▶ EXTRACT TO READ

Originally posted by jcsd
Marcus, I've just started to read up on canonical quantum gravity, how do singularites behave in the LQG?
JCSD, the big-bang singularity goes away in LQG. Or so it would seem--this has been the finding in a number of papers by various people. It is recent work and you have to judge for yourself.
the first paper was by Martin Bojowald (2001)
http:arxiv.org/gr-qc/0102069
"Absence of Singularity in Loop Quantum Cosmology"
Bojowald is not as senior or well-known as major LQG figures like Astekar and Lewandowski. However they weighed in later and
confirmed the main findings
"Mathematical Structure of Loop Quantum Cosmology"
by Ashtekar, Bojowald, Lewandowski (2003)
http:arxiv.org/gr-qc/0304074
there have been a bunch of papers in 2002-2003 by various combinations of people: Bojowald, Morales-Tecotl, Hinterleitner, Vandersloot, Ashtekar
The most readable is by Ashtekar (2002)
"Quantum Geometry in Action: Big Bang and Black Holes"

▶ REQUIRED ACTIONS
a) In the forum post on singularities in loop quantum gravity, who wrote the first paper on the big-bang singularity going away, and in what year?
b) Using the forum post on singularities in loop quantum gravity, explain why the reader is told to judge the result about the big-bang singularity for themselves.
c) Go on writing the forum post on singularities in loop quantum gravity, starting after its last line.
The data that comes next was taken from a different source than the forum post.

▶ DATASET ENTRIES
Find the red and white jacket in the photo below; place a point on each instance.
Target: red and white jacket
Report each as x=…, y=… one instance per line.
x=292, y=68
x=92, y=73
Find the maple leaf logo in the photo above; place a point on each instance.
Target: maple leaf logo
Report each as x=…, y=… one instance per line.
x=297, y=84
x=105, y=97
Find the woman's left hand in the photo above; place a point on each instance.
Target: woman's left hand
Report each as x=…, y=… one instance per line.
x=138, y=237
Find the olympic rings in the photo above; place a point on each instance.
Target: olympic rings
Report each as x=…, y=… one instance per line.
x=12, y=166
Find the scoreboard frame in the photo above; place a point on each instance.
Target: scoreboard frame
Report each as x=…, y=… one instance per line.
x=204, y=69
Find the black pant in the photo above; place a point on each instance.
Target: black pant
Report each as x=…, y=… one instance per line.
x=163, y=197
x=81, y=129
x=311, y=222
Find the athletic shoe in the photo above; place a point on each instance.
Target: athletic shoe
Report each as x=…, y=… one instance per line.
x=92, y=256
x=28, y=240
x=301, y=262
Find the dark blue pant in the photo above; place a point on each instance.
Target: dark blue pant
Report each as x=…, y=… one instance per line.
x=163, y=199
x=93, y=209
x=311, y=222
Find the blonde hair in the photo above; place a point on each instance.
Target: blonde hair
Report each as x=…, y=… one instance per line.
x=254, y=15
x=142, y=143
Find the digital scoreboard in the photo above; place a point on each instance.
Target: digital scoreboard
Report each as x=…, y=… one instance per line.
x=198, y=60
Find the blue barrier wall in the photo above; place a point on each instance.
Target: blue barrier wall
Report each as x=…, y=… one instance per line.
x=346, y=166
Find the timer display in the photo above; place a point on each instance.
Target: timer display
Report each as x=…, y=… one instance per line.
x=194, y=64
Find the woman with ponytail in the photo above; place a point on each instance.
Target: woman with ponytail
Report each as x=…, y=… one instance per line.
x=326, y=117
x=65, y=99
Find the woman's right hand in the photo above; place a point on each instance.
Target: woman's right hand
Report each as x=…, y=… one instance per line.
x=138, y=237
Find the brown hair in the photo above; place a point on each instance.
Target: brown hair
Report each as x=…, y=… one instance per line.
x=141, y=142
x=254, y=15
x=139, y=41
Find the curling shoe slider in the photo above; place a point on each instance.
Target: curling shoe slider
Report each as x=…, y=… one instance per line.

▶ TASK ANSWERS
a) Martin Bojowald wrote it in 2001.

b) The claim that the big-bang singularity goes away is recent work. It is only what several papers seem to find, so the reader has to weigh it.

c)
http:arxiv.org/math-ph/0202008
What the researchers have been doing is trying various assumptions that one makes in cosmology---isotropic, homogeneous, isotropic and homogenous---and doing the
LQG analysis of the universe around time zero in various ways
and each time they do not get a singularity.
So the absence of the singularity is "robust" as Ashtekar says, in the sense that it seems not to depend on how you do the analysis or on some particular set of assumptions.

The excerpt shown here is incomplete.